Before performing a switchover to a logical standby database, stop the Oracle Database service for TimesTen on the primary database and disconnect all sessions connected to that service. Then start the service on the standby database.

At this point, the cache applications try to reconnect to the standby database. If a switchover occurs, there is no wait required to migrate the connections from the primary database to the standby database. This eliminates the performance impact on IMDB Cache and its applications.

See the Maximum Availability Architecture, Oracle Best Practices for High Availability white paper for more information.

Configuring the TimesTen database

Configure TimesTen to receive notification of FAN HA events and to avoid reconnecting to a failed Oracle Database instance. Use the Oracle Client shipped with IMDB Cache.

  1. Create an Oracle Net service name that includes all primary and standby hosts in ADDRESS_LIST. For example:

    DBSERV = 
    (DESCRIPTION = 
      (ADDRESS_LIST = 
      (ADDRESS = (PROTOCOL = TCP)(HOST = PRIMARYDB)(PORT = 1521)) 
      (ADDRESS = (PROTOCOL = TCP)(HOST = STANDBYDB)(PORT = 1521)) 
      (LOAD_BALANCE = yes) 
      )

- OBJECTIVES -
[A] Duplicate the TimesTen configuration text from "See the Maximum" to "with IMDB Cache.".
[B] Decide whether each statement agrees with the TimesTen configuration text, answering yes or no and quoting the deciding words: (i) Before a switchover to a logical standby database, the Oracle Database service for TimesTen should be stopped on the primary database. (ii) The Oracle Net service name should list only the primary host in ADDRESS_LIST. (iii) TimesTen should use an Oracle Client obtained separately from IMDB Cache.
[C] Resume the TimesTen configuration text from the point where it stops.
The records have no connection to the text about TimesTen and Oracle Database.

(Saved data entries)
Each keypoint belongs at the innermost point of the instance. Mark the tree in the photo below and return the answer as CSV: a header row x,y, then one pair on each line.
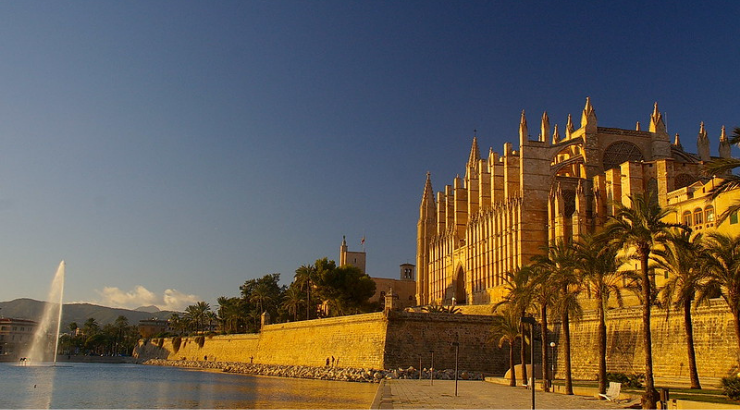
x,y
640,227
518,285
345,289
305,277
90,327
196,314
505,329
559,260
724,274
232,313
597,270
263,294
543,294
293,300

- TASK ANSWERS -
[A]
See the Maximum Availability Architecture, Oracle Best Practices for High Availability white paper for more information.

Configuring the TimesTen database

Configure TimesTen to receive notification of FAN HA events and to avoid reconnecting to a failed Oracle Database instance. Use the Oracle Client shipped with IMDB Cache.

[B]
(i) Yes: "stop the Oracle Database service for TimesTen on the primary database"
(ii) No: "includes all primary and standby hosts in ADDRESS_LIST"
(iii) No: "Use the Oracle Client shipped with IMDB Cache."

[C]
      (CONNECT_DATA= (SERVICE_NAME=DBSERV))
    )
    
  2. In the client's sqlnet.ora file, set the SQLNET.OUTBOUND_CONNECT_TIMEOUT parameter to enable clients to quickly traverse an address list in the event of a failure. For example, if a client attempts to connect to a host that is unavailable, the connection attempt is bounded to the time specified by the SQLNET.OUTBOUND_CONNECT_TIMEOUT parameter, after which the client attempts to connect to the next host in the address list. Connection attempts continue for each host in the address list until a connection is made.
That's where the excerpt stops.